» Texte fourni:
*****

Elena Schwarz, cheffe d’orchestre
La cheffe d'orchestre Elena Schwarz fait paraître un album consacré à des oeuvres de la compositrice Elsa Barraine avec le WDR Sinfonieorchester (CPO), une étape majeure dans la redécouverte de cette musicienne. Crescendo Magazine est heureux de s’entretenir avec Elena Schwarz, pour parler de cet enregistrement mais aussi de sa passion de la musique contemporaine puisqu’elle est également cheffe est résidence à l’ensemble Klangforum Wien.
Comment avez-vous découvert ces œuvres de Elsa Barraine ? Qu’est-ce qui vous a motivé à les enregistrer ?
C’est Sebastian Koenig, directeur artistique de l’orchestre de la WDR, qui est venu vers moi avec un projet de disque autour de compositrices. Il a évoqué plusieurs noms, dont celui d’Elsa Barraine, que je connaissais vaguement. Cette impulsion m’a donné l’occasion de me plonger plus sérieusement dans son œuvre : j’ai écouté les quelques enregistrements existants, j’ai lu sur sa vie, sur son parcours… et j’en suis sortie absolument fascinée. Rapidement, l’envie d’enregistrer sa musique s’est imposée comme une évidence: pour la faire entendre, mais aussi pour la replacer à la hauteur de ce qu’elle représente dans l’histoire musicale du XXe siècle.
Quelles sont les caractéristiques musicales de ces partitions ? Comment s'intègrent-elle dans leur époque ?
C’est une musique très personnelle, cosmopolite. Barraine a été étudiante de Paul Dukas au Conservatoire de Paris; très jeune elle a gagné le prix de Rome et a séjourné dans la capitale italienne. Sa biographie est marquée par un engagement politique courageux, en tant que résistante pendant la deuxième guerre mondiale et en tant que militante communiste. Ces aspects trouvent un écho dans sa musique, où on entend des influences tantôt d’un Hindemith ou Honegger, tantôt d’un Stravinsky; j’entends aussi des mélodies qui font songer au klezmer, en résonance avec sa culture juive. Avec cette capacité parfois déroutante de changer de caractère d’un moment à l’autre avec des “coupures” presque cinématographiques.

*****

» Consigne donnée A: Recopiez le passage de l'entretien avec Elena Schwarz qui commence par « C’est Sebastian Koenig, directeur » et se poursuit jusqu'à « leur époque ? ».
» Consigne donnée B: D'après l'entretien avec Elena Schwarz, qui a proposé à la cheffe un projet de disque autour de compositrices ?

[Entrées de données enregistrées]

*****

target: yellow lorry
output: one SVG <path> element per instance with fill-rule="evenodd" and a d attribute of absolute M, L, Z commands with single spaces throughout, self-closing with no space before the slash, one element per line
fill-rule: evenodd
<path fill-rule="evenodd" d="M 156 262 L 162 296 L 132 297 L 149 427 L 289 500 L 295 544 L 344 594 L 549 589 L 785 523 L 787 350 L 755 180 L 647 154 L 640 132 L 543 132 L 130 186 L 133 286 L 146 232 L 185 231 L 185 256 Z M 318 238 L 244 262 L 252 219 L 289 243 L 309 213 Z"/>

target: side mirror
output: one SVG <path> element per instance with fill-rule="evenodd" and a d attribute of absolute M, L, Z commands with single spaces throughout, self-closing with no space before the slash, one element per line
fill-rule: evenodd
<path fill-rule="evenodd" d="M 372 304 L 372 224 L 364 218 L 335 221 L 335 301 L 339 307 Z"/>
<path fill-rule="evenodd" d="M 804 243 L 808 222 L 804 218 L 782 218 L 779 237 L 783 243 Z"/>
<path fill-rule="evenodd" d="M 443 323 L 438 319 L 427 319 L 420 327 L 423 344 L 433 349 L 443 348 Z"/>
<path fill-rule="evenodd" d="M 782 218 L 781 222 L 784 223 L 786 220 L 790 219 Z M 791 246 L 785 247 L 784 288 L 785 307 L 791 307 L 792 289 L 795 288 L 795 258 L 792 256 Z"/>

*****

» Réponse finale A:
C’est Sebastian Koenig, directeur artistique de l’orchestre de la WDR, qui est venu vers moi avec un projet de disque autour de compositrices. Il a évoqué plusieurs noms, dont celui d’Elsa Barraine, que je connaissais vaguement. Cette impulsion m’a donné l’occasion de me plonger plus sérieusement dans son œuvre : j’ai écouté les quelques enregistrements existants, j’ai lu sur sa vie, sur son parcours… et j’en suis sortie absolument fascinée. Rapidement, l’envie d’enregistrer sa musique s’est imposée comme une évidence: pour la faire entendre, mais aussi pour la replacer à la hauteur de ce qu’elle représente dans l’histoire musicale du XXe siècle.
Quelles sont les caractéristiques musicales de ces partitions ? Comment s'intègrent-elle dans leur époque ?

» Réponse finale B: Sebastian Koenig, directeur artistique de l'orchestre de la WDR.